=== Source excerpt ===
-*-

| The
Bowler Hat
The bowler, perhaps, like no other hat before or since,
stands unambiguously as a symbol for an age, a passage
in western civilization. The bowler hat was created
in 1850 for an English game warden, James Coke. It was
intended as a riding hat that Mr. Coke could count on
for hard hat protection as he rode his steed through
his protectorate and looked out for poachers. It soon
became, as Fred Miller Robinson wrote in The Man in
the Bowler Hat: His History and Iconography, “
. . . an emblem through the then-incredible changes
that industrialism was engendering - but as an emblem
of many things, a sign of the times. It became clear
to me very early on that I was studying modern life
by tracing the meanings of this sign. And more, I was
gaining a perspective on modern life that was fair to
people’s real experience of it.” A look
at who was wearing bowler hats, from the mid-19th Century
onward, tells a lot about the this style’s resonance
as a symbol for its time. Professor Robinson said, “As
more and more bowler-hatted figures turned up in my
study, they seemed to express something textured and
true about la vie moderne. Gamekeepers, squires, street
vendors, omnibus drivers, counterjumpers, bankers, union
men, women on horseback and in cabaret acts, detectives
and hanging judges, dictators and bums—-all of
these seemed more important in their relations than
in their variety, however elusive those relations and
seemingly random that variety.”

-*-

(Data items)
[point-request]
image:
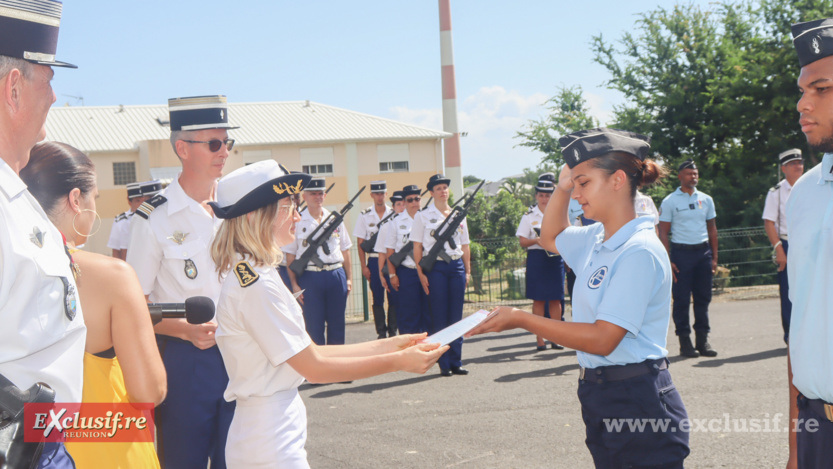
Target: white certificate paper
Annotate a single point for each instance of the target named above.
(458, 329)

-*-

=== Problem to solve ===
Copy the entire passage about the bowler hat word for word. Rely only on the passage about the bowler hat.

=== Full solution ===
| The
Bowler Hat
The bowler, perhaps, like no other hat before or since,
stands unambiguously as a symbol for an age, a passage
in western civilization. The bowler hat was created
in 1850 for an English game warden, James Coke. It was
intended as a riding hat that Mr. Coke could count on
for hard hat protection as he rode his steed through
his protectorate and looked out for poachers. It soon
became, as Fred Miller Robinson wrote in The Man in
the Bowler Hat: His History and Iconography, “
. . . an emblem through the then-incredible changes
that industrialism was engendering - but as an emblem
of many things, a sign of the times. It became clear
to me very early on that I was studying modern life
by tracing the meanings of this sign. And more, I was
gaining a perspective on modern life that was fair to
people’s real experience of it.” A look
at who was wearing bowler hats, from the mid-19th Century
onward, tells a lot about the this style’s resonance
as a symbol for its time. Professor Robinson said, “As
more and more bowler-hatted figures turned up in my
study, they seemed to express something textured and
true about la vie moderne. Gamekeepers, squires, street
vendors, omnibus drivers, counterjumpers, bankers, union
men, women on horseback and in cabaret acts, detectives
and hanging judges, dictators and bums—-all of
these seemed more important in their relations than
in their variety, however elusive those relations and
seemingly random that variety.”